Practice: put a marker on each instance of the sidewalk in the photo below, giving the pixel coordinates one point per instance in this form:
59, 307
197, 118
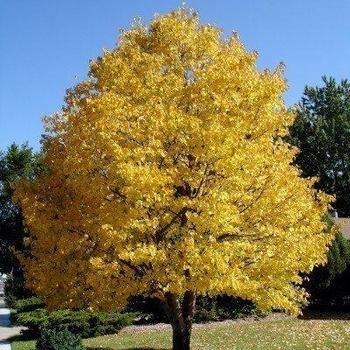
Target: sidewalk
6, 331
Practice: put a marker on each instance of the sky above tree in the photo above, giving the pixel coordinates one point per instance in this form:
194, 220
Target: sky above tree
46, 46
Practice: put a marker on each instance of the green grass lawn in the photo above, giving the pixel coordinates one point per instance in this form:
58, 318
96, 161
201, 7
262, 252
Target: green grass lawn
265, 335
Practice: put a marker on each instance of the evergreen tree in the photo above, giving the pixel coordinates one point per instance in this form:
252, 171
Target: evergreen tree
17, 162
322, 133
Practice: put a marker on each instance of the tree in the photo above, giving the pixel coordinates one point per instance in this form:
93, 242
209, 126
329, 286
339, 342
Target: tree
167, 176
322, 133
329, 283
17, 162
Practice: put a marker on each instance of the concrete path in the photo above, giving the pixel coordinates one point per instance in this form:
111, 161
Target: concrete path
6, 331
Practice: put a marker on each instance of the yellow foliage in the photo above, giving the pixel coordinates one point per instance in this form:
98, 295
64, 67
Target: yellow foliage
166, 171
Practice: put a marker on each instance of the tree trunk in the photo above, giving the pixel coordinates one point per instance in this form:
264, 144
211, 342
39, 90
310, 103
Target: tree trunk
181, 316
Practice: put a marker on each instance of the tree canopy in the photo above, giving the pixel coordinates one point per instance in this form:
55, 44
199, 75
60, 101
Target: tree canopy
322, 133
167, 175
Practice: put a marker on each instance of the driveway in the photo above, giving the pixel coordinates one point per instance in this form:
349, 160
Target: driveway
6, 331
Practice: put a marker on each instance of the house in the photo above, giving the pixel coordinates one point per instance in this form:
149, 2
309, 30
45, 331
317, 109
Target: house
343, 223
2, 285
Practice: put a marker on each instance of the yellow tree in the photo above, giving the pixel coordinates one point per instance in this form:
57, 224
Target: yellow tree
167, 176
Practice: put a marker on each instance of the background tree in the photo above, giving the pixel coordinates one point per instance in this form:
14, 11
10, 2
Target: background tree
17, 162
322, 133
328, 284
167, 176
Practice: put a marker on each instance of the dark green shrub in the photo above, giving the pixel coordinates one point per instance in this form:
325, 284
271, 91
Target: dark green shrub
29, 304
15, 290
84, 323
59, 340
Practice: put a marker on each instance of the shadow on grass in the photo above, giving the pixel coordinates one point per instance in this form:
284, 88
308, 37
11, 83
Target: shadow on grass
326, 313
89, 348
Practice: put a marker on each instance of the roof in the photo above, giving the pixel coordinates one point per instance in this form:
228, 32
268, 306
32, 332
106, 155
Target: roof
344, 224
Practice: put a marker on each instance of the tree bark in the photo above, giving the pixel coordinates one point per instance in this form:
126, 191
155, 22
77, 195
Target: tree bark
180, 315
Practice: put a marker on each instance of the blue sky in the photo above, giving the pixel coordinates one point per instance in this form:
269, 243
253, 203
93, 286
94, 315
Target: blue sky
46, 45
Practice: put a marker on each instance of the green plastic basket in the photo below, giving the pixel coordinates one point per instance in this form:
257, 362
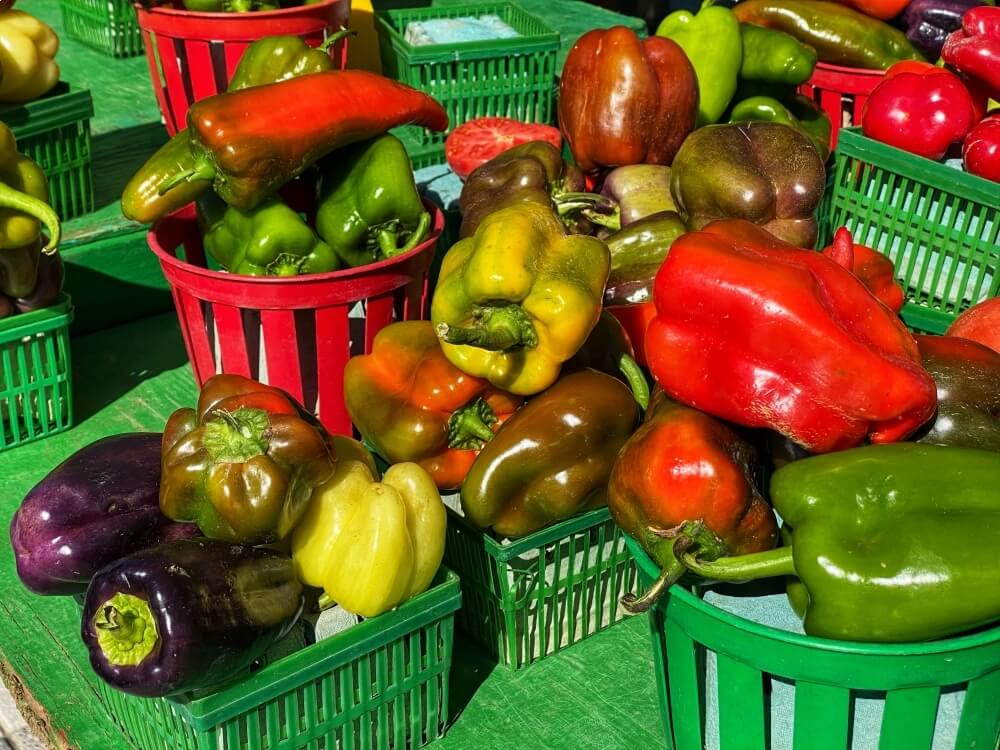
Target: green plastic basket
828, 678
940, 226
380, 684
106, 25
527, 599
36, 398
501, 78
54, 131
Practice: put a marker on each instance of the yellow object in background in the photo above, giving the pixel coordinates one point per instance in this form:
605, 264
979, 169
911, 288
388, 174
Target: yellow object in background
362, 50
27, 49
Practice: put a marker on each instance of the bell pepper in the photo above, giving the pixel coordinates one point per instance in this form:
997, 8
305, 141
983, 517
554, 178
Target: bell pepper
975, 48
711, 41
625, 100
966, 374
772, 56
270, 240
783, 338
552, 459
411, 404
889, 543
840, 35
530, 172
232, 135
371, 545
873, 268
244, 464
682, 466
27, 48
369, 208
768, 173
922, 110
519, 298
769, 109
929, 22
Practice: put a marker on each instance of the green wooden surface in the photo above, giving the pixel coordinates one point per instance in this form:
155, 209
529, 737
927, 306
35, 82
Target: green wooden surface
598, 694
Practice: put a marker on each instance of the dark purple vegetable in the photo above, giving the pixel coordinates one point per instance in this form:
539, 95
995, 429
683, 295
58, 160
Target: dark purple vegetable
187, 615
928, 23
101, 503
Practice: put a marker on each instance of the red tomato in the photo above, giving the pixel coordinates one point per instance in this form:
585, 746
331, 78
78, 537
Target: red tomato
477, 141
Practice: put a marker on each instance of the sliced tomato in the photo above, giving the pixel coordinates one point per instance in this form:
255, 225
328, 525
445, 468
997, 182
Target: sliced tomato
477, 141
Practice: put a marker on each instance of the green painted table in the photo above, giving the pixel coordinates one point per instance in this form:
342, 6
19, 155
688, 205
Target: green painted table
598, 694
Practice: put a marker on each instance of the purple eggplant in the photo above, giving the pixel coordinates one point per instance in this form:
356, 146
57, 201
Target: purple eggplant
187, 615
101, 503
929, 22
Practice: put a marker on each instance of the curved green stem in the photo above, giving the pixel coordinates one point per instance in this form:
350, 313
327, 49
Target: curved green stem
36, 209
495, 328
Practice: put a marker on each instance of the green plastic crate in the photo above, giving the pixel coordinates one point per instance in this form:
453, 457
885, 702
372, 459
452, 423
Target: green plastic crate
36, 398
939, 226
828, 678
106, 25
527, 599
380, 684
54, 131
500, 78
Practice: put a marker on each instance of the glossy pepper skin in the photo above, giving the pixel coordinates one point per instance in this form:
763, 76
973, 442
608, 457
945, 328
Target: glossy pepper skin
369, 208
840, 35
772, 56
411, 404
519, 298
682, 466
370, 544
552, 459
891, 543
765, 172
786, 339
244, 464
187, 615
235, 145
711, 41
270, 240
967, 375
625, 100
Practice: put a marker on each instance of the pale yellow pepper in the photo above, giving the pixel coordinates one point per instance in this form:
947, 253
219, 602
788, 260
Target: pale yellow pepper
371, 545
27, 49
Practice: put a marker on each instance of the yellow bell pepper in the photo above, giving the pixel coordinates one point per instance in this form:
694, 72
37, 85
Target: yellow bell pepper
371, 545
27, 49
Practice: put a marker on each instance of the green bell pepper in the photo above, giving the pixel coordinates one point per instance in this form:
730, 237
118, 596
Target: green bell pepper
772, 56
711, 40
889, 543
369, 207
270, 240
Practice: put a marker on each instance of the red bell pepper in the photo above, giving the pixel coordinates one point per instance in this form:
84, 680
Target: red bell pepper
874, 269
975, 48
918, 108
764, 334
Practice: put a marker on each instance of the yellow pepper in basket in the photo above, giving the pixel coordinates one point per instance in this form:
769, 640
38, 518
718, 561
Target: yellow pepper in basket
371, 545
27, 49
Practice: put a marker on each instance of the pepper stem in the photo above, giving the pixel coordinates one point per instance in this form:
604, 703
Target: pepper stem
494, 328
202, 170
126, 630
469, 427
36, 209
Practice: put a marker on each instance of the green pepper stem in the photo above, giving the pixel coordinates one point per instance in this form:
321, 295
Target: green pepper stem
741, 568
470, 427
36, 209
202, 170
495, 329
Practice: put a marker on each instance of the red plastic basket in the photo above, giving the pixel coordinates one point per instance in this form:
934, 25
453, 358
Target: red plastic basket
841, 93
193, 55
295, 333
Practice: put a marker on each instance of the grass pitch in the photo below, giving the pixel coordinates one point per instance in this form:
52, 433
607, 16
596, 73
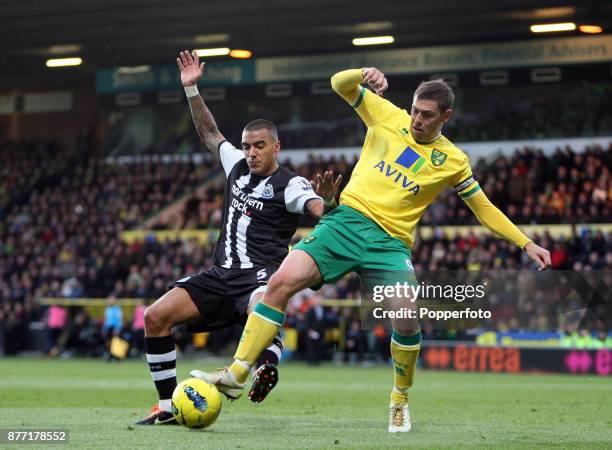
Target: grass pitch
321, 407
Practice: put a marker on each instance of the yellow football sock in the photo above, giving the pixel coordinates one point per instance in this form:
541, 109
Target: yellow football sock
404, 352
261, 328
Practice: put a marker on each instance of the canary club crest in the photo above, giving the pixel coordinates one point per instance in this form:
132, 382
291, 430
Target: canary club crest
437, 157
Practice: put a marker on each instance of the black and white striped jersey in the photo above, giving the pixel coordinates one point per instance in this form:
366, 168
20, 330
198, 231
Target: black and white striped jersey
260, 215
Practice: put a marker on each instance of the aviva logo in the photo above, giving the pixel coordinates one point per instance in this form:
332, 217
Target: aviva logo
398, 177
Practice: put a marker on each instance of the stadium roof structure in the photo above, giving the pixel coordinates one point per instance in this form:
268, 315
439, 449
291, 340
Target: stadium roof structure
111, 33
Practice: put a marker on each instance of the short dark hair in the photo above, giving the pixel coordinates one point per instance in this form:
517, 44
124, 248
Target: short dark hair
263, 124
438, 91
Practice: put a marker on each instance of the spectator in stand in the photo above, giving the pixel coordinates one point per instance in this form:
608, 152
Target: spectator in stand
57, 317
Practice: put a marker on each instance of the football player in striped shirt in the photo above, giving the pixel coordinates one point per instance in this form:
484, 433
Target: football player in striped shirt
262, 206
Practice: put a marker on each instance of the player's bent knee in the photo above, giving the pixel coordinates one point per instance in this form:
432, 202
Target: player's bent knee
154, 320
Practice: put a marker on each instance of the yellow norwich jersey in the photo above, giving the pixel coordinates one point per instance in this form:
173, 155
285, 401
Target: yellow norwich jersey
396, 178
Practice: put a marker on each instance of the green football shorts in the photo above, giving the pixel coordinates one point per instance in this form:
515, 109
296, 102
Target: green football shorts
347, 241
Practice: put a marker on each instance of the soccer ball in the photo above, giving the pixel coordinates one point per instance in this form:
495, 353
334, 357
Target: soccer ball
196, 403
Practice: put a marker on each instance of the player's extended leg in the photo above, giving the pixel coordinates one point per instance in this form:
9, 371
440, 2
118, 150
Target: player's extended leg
265, 375
405, 347
174, 307
298, 271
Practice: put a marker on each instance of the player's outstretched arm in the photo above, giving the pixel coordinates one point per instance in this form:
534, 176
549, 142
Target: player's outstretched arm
371, 107
325, 187
191, 72
496, 221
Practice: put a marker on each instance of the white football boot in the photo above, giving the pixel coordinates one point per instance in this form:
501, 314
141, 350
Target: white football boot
399, 418
223, 379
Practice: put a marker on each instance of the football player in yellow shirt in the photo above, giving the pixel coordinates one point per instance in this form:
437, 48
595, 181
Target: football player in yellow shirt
405, 163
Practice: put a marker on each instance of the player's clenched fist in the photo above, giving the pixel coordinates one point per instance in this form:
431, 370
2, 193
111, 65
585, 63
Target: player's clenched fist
375, 79
191, 69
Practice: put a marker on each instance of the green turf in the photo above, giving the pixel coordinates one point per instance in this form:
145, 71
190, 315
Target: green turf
325, 407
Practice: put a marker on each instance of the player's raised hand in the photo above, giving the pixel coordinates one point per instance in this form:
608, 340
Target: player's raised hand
325, 186
191, 69
375, 79
538, 254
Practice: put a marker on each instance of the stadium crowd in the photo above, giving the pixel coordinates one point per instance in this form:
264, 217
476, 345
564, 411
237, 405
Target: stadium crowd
314, 121
61, 218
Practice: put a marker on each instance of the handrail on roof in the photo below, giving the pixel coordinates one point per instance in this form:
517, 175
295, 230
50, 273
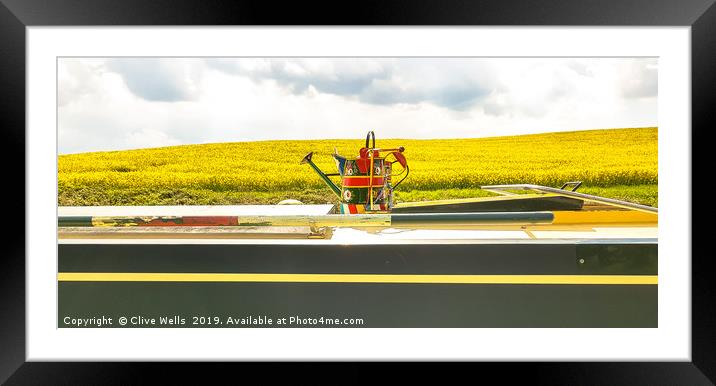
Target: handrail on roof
568, 193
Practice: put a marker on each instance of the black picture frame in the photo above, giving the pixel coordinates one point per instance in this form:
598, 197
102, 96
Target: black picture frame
16, 15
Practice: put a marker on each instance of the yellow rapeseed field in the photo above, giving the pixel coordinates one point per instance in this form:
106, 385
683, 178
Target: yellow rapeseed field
620, 163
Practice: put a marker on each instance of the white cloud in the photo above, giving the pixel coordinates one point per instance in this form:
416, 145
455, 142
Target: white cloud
107, 104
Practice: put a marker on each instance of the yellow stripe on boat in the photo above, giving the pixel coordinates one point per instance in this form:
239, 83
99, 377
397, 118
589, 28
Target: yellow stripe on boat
604, 217
358, 278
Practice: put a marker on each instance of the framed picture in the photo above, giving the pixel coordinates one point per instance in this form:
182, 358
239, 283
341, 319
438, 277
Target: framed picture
185, 207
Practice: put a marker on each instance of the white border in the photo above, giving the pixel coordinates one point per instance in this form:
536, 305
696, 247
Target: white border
671, 341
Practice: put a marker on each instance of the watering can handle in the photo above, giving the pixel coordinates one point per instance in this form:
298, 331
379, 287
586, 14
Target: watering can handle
367, 138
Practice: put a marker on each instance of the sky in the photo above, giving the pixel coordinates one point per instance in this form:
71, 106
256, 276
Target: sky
128, 103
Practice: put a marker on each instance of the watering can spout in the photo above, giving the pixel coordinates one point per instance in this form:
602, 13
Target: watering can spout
308, 159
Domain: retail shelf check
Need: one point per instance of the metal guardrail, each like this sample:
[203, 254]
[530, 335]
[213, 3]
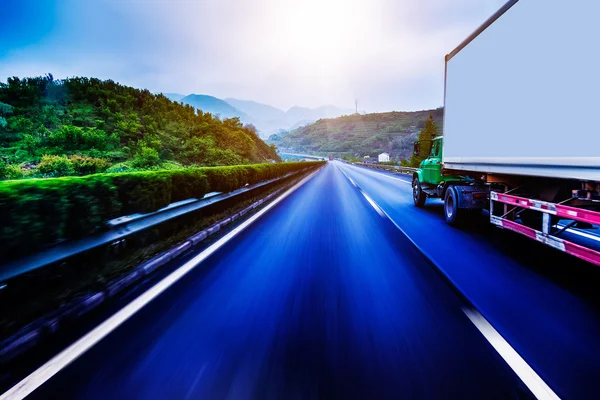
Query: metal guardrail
[119, 229]
[404, 170]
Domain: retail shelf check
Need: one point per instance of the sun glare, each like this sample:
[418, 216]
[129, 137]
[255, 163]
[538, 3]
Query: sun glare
[321, 30]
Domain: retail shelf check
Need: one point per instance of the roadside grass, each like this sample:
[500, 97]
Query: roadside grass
[32, 296]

==================================================

_TASK DETAILS_:
Write out an exact copy of the lines beginning at the line that contains "Practice: put a marker on each instance of the framed" and ending at the last line of the listing. Exclude pictures.

_REPLY TO THE TASK_:
Practice: put a marker on each instance of the framed picture in the photo above, giving the pixel coordinates one point per instance in this form:
182, 358
239, 283
341, 319
438, 277
Target: framed picture
185, 207
Practice: put a marker on each instance of the white border in the photo above, giving the pixel coordinates one point per instance in this form:
536, 305
696, 247
Target: white border
671, 341
Practice: put a marker on each instance of the watering can handle in the photo above, giving the pixel coordinates one point per instance in this form:
298, 331
379, 287
586, 14
Target: watering can handle
367, 138
Practice: put a marker on each instance of the sky in the photo above, giving the pixel coordinates one point per instance in this form:
71, 106
256, 276
Target: sky
128, 103
Practice: put a marker on each instance of the watering can spout in the photo above, giving the pixel coordinates one point per instance in this form:
602, 13
Target: watering can spout
308, 159
Domain: retail shelf check
Need: one point per instance of the metal guardrail, each like this sample:
[203, 254]
[530, 335]
[213, 3]
Query: metal guardrail
[119, 229]
[404, 170]
Domain: retail shelf check
Need: one point per instance of the sun glare, each like this sample:
[418, 216]
[129, 137]
[255, 163]
[538, 3]
Query: sun glare
[321, 30]
Domain: retail shelf check
Need: one point per instance of the roadside grass, each like this sample:
[500, 97]
Query: roadside grass
[32, 296]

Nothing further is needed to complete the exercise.